Entries shown

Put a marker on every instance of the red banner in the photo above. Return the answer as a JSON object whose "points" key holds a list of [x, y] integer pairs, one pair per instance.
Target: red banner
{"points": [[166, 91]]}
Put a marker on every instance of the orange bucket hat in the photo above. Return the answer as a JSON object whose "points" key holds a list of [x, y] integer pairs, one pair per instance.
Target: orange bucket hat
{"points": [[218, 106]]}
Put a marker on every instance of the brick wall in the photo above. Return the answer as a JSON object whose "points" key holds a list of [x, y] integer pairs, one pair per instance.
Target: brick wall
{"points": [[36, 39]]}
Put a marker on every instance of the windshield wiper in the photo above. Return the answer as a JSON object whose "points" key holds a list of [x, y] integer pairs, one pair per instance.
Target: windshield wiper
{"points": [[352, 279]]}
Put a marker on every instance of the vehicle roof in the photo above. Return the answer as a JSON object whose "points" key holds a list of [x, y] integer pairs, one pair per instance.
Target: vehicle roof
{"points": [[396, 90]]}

Goal
Reproduce verbatim every row from the one containing "Put a marker on every instance of the orange" through the final row, including both.

Result
Put a marker on every instance of the orange bucket hat in the photo above. Return the answer as a JSON object whose "points" key holds a list of [x, y] integer pairs, one pair per instance.
Target: orange bucket hat
{"points": [[218, 106]]}
Put a marker on every instance of the brick wall in the photo above. Return the answer as a JSON object whose "points" key holds a list of [x, y] integer pairs, one pair per instance.
Target: brick wall
{"points": [[36, 39]]}
Put a marker on every instance of the windshield wiper in the photo above. Return the answer as a JSON object whose "points" key holds a list of [x, y] integer pairs, one pair per instance.
Target: windshield wiper
{"points": [[352, 279]]}
Put a marker on every instance of the vehicle roof in the photo above. Return the answer as a JSON object whose "points" key holds a list of [x, y] integer pairs, one pair per instance.
Target: vehicle roof
{"points": [[396, 90]]}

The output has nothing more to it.